= TEXT =

Item 9A. Controls and Procedures
Conclusions Regarding the Effectiveness of Disclosure Controls and Procedures
As of December 31, 2009, an evaluation of the effectiveness of our disclosure controls and
procedures (as defined in Rules 13a-15(e) and 15d-15(e) of the United States Securities Exchange
Act of 1934 (the Exchange Act)) was carried out under the supervision and with the participation
of our Chief Executive Officer (CEO) and Chief Financial Officer (CFO). Based upon that
evaluation, the CEO and CFO have concluded that as of December 31, 2009, our disclosure controls
and procedures are effective: (i) to ensure that information required to be disclosed by us in
reports that we file or submit under the Exchange Act is recorded, processed, summarized and
reported within the time periods specified in the Securities and Exchange Commission rules and
forms; and (ii) to ensure that information required to be disclosed in the reports that we file or
submit under the Exchange Act is accumulated and communicated to our management, including our CEO
and CFO, to allow timely decisions regarding required disclosure.
It should be noted that while our management, including the CEO and CFO, believe our disclosure
controls and procedures provide a reasonable level of assurance that such controls and procedures
are effective, they do not expect that our disclosure controls and procedures or internal controls
will prevent all error and all fraud. A control system, no matter how well conceived or operated,
can provide only reasonable, not absolute, assurance that the objectives of the control system are
met.

= PROBLEMS TO WORK ON =
1. In the passage on disclosure controls, which two officers supervised and took part in the evaluation?
2. Pick up the passage on disclosure controls where it ends and write what comes next.

= GIVEN MATERIAL =
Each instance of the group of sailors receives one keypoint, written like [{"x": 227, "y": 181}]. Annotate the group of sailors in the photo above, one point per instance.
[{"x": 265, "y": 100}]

= WRITTEN ANSWERS =
1. The Chief Executive Officer (CEO) and the Chief Financial Officer (CFO).

2.
There was no change in our internal control over financial reporting during the quarter ended
December 31, 2009, that has materially affected, or is reasonably likely to materially affect, our
internal control over financial reporting.
Managements Report on Internal Control Over Financial Reporting
Our management is responsible for establishing and maintaining adequate internal control over
financial reporting, as such term is defined in Exchange Act Rules 13a-15(f). Under the supervision
and with the participation of our management, including our principal executive officer and
principal financial officer, we conducted an evaluation of the effectiveness of our internal
control over financial reporting using the framework in Internal Control Integrated Framework
issued by the Committee of Sponsoring Organizations of the Treadway Commission (COSO). Based on
our evaluation under the framework in Internal Control Integrated Framework, our management
concluded that our internal control over financial reporting was effective as of December 31, 2009.
We have not identified any material weakness in our internal control over financial reporting.
Internal control systems, no matter how well designed, have inherent limitations. Therefore, even
those systems determined to be effective can provide only reasonable assurance with respect to
financial statement preparation and presentation. Also, projections of any evaluation of
effectiveness to future periods are subject to the risk that controls may become inadequate because
of changes in conditions, or that the degree of compliance with the policies or procedures may
deteriorate.
The effectiveness of our internal control over financial reporting as of December 31, 2009 has been
audited by Deloitte & Touche, LLP, an independent registered public accounting firm, as stated in
their report which is included herein.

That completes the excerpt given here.